Question

A curve is represented by the parametric equations x=t , y=3t^2 find the area under the curve from t=1 to t=2

Answer 1

`\displaystyle A = 7`

General Formulas and Concepts:

Pre-Algebra

Order of Operations: BPEMDAS

1. Brackets
2. Parenthesis
3. Exponents
4. Multiplication
5. Division
6. Addition
7. Subtraction

• Left to Right

Pre-Calculus

• Parametric to Rectangular Form Conversion

Calculus

Integrals - Area under the curve

Area of a Curve Formula:
`\displaystyle A = \int\limits^b_a {f(x)} \, dx`

Integration Rule [Reverse Power Rule]:
`\displaystyle \int {x^n} \, dx = (x^(n + 1))/(n + 1) + C`

Integration Property [Multiplied Constant]:
`\displaystyle \int {cf(x)} \, dx = c \int {f(x)} \, dx`

Integration Rule [Fundamental Theorem of Calculus 1]:
`\displaystyle \int\limits^b_a {f(x)} \, dx = F(b) - F(a)`

Explanation:

*Note:

The area under the curve is essentially the definition of an integral.

Step 1: Define

Parametric

x = t

y = 3t²

1 ≤ t ≤ 2

Step 2: Rewrite

Rewrite parametric to rectangular form and change bounds of integration.

1. [Parametric] Substitute in t: y = 3x²
2. [Parametric] Plug in values of t [Bounds]: 1 ≤ x ≤ 2

Step 3: Find Area

Integration.

1. Substitute in variables/function [Area]:
   `\displaystyle A = \int\limits^2_1 {3x^2} \, dx`
2. [Area] Rewrite [Integration Property - Multiplied Constant]:
   `\displaystyle A = 3\int\limits^2_1 {x^2} \, dx`
3. [Area] Integrate [Integration Rule - Reverse Power Rule]:
   `\displaystyle A = 3((x^3)/(3)) \bigg| \limit^2_1`
4. [Area] Evaluate [Integration Rule - Fundamental Theory of Calculus 1]:
   `\displaystyle A = 3((2^3)/(3) - (1^3)/(3))`
5. [Area] (Parenthesis) [Fraction] Evaluate exponents:
   `\displaystyle A = 3((8)/(3) - (1)/(3))`
6. [Area] (Parenthesis) Subtract:
   `\displaystyle A = 3((7)/(3))`
7. [Area] Multiply:
   `\displaystyle A = 7`

Topic: AP Calculus AB/BC

Unit: Area under the curve

Book: College Calculus 10e

▶ Written request A:
In the rows, take the part that opens with the line containing "Guideline: for every instance of the rocky" and closes with the line containing "<point>119,286</point>", and write out all its lines again. Add -24 to every coordinate in its answers.
The calculus answer and the rows are unrelated.

▶ Records to use:
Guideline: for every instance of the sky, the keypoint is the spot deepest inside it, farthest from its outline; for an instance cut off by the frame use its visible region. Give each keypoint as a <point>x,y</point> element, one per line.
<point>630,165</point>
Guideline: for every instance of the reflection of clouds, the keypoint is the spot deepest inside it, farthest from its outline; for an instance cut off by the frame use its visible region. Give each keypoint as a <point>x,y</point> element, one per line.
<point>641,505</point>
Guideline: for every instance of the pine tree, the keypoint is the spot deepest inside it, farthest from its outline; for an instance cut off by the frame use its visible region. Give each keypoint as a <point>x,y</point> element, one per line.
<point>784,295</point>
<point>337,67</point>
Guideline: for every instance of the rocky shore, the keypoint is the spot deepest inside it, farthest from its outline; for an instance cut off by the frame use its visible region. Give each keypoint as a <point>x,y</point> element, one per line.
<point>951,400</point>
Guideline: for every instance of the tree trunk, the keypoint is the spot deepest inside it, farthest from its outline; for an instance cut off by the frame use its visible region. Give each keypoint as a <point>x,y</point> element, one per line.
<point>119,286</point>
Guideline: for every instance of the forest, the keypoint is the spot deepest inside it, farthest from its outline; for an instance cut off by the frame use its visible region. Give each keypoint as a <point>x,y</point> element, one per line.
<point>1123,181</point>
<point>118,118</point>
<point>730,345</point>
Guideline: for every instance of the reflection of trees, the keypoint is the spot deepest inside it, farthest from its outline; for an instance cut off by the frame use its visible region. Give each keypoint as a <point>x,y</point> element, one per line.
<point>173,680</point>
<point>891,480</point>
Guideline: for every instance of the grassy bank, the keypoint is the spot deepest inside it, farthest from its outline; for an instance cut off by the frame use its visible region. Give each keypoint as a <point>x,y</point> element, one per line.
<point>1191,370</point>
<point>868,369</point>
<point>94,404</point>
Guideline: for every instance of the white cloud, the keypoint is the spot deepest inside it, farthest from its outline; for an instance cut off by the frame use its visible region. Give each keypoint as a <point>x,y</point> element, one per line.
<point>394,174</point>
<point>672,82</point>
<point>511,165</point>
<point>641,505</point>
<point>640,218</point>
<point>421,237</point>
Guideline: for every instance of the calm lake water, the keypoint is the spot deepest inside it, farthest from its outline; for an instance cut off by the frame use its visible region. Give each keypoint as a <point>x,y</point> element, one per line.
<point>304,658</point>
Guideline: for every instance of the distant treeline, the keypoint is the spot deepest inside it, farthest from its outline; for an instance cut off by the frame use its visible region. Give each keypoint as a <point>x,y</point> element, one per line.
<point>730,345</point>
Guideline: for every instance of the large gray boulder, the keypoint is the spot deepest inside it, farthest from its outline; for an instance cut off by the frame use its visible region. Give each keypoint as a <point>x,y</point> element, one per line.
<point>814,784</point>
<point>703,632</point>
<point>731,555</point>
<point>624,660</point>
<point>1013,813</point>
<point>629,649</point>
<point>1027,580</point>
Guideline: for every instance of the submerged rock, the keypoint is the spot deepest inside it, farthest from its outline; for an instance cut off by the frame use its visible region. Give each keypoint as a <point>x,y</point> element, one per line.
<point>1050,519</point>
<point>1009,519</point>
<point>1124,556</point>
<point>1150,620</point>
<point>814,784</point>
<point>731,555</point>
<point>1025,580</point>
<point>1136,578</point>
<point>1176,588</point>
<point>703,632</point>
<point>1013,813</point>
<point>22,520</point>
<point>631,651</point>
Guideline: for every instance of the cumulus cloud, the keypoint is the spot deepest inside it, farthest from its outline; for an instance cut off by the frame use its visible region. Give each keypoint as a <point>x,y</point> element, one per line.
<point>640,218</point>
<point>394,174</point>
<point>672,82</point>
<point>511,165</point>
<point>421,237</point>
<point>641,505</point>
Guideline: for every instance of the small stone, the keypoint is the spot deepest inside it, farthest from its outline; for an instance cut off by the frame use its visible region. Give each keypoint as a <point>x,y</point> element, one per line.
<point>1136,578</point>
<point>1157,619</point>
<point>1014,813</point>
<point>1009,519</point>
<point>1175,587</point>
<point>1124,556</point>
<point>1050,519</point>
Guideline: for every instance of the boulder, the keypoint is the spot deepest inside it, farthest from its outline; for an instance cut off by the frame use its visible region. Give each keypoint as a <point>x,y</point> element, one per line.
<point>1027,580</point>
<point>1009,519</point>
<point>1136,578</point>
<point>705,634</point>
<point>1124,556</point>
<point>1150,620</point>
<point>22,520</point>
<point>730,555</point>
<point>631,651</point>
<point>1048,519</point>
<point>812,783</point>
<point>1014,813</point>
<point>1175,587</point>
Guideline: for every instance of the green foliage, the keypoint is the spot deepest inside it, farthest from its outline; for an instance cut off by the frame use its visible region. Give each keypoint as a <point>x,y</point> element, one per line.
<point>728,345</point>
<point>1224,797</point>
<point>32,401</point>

▶ Written request B:
In the calculus answer, what equation in x does the parametric curve become when it is rewritten in rectangular form?

▶ Expected answer A:
Guideline: for every instance of the rocky shore, the keypoint is the spot deepest inside it, farthest from its outline; for an instance cut off by the frame use its visible region. Give each keypoint as a <point>x,y</point> element, one per line.
<point>927,376</point>
Guideline: for every instance of the tree trunk, the keypoint is the spot deepest inside it, farthest from its outline; for an instance cut off by the frame use its visible region. Give each keypoint as a <point>x,y</point> element, one per line.
<point>95,262</point>

▶ Expected answer B:
y = 3x²